**Supplied information**
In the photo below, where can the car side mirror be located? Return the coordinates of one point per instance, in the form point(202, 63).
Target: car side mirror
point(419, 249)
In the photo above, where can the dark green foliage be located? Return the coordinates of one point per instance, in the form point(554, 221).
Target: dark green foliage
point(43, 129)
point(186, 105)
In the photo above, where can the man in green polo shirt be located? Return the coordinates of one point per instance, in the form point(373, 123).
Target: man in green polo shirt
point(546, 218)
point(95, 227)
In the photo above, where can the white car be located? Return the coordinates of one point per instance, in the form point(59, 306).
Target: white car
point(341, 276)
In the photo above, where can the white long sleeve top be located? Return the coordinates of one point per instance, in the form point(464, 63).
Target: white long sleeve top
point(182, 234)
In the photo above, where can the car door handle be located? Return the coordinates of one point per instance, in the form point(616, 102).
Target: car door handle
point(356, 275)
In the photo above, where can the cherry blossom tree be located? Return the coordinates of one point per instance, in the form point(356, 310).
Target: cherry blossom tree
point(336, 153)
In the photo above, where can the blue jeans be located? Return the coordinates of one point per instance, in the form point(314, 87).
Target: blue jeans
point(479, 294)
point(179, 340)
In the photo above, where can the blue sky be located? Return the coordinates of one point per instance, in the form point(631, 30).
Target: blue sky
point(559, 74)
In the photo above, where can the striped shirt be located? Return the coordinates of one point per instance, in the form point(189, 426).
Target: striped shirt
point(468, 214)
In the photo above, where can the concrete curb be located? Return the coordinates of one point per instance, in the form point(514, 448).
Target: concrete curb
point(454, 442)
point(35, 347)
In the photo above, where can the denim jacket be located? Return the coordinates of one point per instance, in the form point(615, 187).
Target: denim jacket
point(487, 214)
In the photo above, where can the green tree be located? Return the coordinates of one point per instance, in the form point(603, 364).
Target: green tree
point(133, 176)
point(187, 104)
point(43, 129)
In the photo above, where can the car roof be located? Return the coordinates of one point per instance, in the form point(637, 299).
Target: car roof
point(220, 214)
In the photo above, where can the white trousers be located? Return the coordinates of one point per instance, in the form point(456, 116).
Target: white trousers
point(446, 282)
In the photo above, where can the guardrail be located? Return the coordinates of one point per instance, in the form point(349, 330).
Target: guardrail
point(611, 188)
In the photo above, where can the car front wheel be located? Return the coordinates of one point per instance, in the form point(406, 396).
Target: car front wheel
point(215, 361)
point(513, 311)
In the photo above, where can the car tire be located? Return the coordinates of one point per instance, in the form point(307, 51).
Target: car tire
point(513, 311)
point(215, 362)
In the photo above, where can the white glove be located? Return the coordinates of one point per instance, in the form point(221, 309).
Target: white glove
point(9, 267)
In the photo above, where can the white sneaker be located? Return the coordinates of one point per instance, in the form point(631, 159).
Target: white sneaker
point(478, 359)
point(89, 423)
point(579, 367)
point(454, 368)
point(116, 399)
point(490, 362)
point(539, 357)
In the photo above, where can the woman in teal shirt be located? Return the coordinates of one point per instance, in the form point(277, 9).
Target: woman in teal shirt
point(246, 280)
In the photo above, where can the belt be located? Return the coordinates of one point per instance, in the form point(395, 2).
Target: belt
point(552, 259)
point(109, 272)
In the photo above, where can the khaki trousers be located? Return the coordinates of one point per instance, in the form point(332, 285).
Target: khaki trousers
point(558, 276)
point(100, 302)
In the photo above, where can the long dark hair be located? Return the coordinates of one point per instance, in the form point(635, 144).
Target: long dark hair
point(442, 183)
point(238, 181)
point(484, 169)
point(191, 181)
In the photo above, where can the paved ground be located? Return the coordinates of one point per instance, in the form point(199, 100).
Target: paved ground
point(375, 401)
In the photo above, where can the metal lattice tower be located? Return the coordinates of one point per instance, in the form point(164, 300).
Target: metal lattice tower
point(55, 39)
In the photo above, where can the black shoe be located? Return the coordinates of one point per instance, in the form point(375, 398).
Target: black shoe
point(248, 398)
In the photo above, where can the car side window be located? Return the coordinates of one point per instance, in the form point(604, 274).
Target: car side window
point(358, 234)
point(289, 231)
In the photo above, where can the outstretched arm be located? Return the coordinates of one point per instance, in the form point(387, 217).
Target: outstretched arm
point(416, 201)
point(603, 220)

**Task description**
Set the data above down again in full, exactly as it reads.

**Your solution**
In the photo below, where can the car side mirror be located? Return the coordinates of one point per instance, in the form point(202, 63).
Target: car side mirror
point(419, 249)
In the photo above, where can the dark green foliage be located? Return the coordinates of one point per instance, in the form point(554, 221).
Target: dark green foliage
point(43, 129)
point(186, 105)
In the photo above, where can the man in green polo shirt be located? Return the coordinates of one point per instance, in the form point(373, 123).
Target: man in green polo shirt
point(546, 218)
point(95, 227)
In the photo above, where can the white car be located? Return the coordinates of one point per instance, in the form point(59, 306).
Target: white car
point(341, 276)
In the photo above, where can the white long sleeve top be located? Return the coordinates of one point per instance, in the form point(464, 63).
Target: white long sleeve top
point(182, 234)
In the photo above, where can the car door handle be located? Return the coordinates of one point per instance, in the form point(616, 102).
Target: car door handle
point(356, 275)
In the photo above, where can the cherry blossom tree be located? Return the coordinates of one point per instance, in the form point(356, 310).
Target: cherry blossom tree
point(336, 153)
In the photo above, where can the blue jeans be located? Return the coordinates of one point per instance, in the form point(314, 87).
Target: blue jeans
point(479, 294)
point(179, 340)
In the photo above, where can the blue sky be located? Return the coordinates of one point per instance, in the form point(631, 30).
Target: blue sky
point(559, 74)
In the photo above, where can the striped shirt be located? Return the coordinates of one point per instance, in the form point(189, 426).
Target: striped shirt
point(468, 214)
In the photo above, where can the concrete curb be located? Return the coordinates of one point per instance, in the form point(514, 448).
Target: concrete curb
point(454, 442)
point(35, 347)
In the photo above, where can the denim jacket be located? Return the coordinates of one point per instance, in the form point(615, 187).
Target: denim jacket
point(487, 214)
In the photo above, where can the green tree be located? Return the coordinates of one point per instance, in the form point(603, 364).
Target: green tree
point(133, 176)
point(187, 104)
point(43, 129)
In the photo above, where can the car roof be located? Return the coordinates of one point per instance, in the form point(637, 299).
Target: car roof
point(220, 214)
In the photo above, where can the white trousers be located? Return the coordinates of one point per instance, in the form point(456, 116).
Target: white trousers
point(446, 282)
In the photo above, where can the guardrail be located? Return the coordinates of one point per instance, in the form point(349, 330).
Target: guardrail
point(611, 188)
In the photo above, where can the car front wheel be located? Return the coordinates of one point per instance, in the form point(406, 396).
Target: car front wheel
point(215, 361)
point(513, 311)
In the photo above, where can the car tire be located? Return the coordinates of one point per instance, in the form point(307, 51).
Target: car tire
point(513, 311)
point(215, 362)
In the photo above, where can the white glove be located? Return the coordinates of one point per instance, in the form point(221, 309).
Target: white glove
point(9, 267)
In the photo above, where can the white sneaker be located? Return the coordinates of one point per instance, in the form point(631, 159).
Target: white sneaker
point(478, 359)
point(89, 423)
point(579, 367)
point(454, 368)
point(116, 399)
point(490, 362)
point(539, 357)
In the photo above, where can the woman in teal shirt be located? Return the coordinates of one point per instance, in the form point(277, 9).
Target: woman in teal shirt
point(246, 280)
In the photo above, where can the belt be located? Return the coordinates of one point per instance, in the form point(395, 2).
Target: belt
point(552, 259)
point(109, 272)
In the photo above, where can the khaki trousers be located? Return the coordinates of one point per instance, in the form point(332, 285).
Target: khaki trousers
point(558, 276)
point(100, 302)
In the photo above, where can the long dark hair be located? Return the coordinates of one point per instance, in the form point(635, 144).
Target: long dark hair
point(442, 183)
point(238, 181)
point(484, 169)
point(191, 181)
In the photo above, where can the paved ground be located? Return the coordinates of one point per instance, in the form point(199, 100).
Target: paved ground
point(375, 401)
In the photo above, where can the metal lattice tower be located? Return the coordinates of one point per instance, in the form point(164, 300).
Target: metal lattice tower
point(55, 39)
In the photo above, where can the black shoe be located? Return the coordinates of one point per instance, in the form point(375, 398).
Target: black shoe
point(248, 398)
In the photo above, where can the car side window be located? Return the coordinates of one point per instance, in the form point(604, 274).
Target: car side window
point(358, 234)
point(289, 231)
In the photo above, where can the outstretched arm be located? Return the coordinates of one point per instance, in the form point(387, 217).
Target: outstretched arm
point(416, 201)
point(603, 220)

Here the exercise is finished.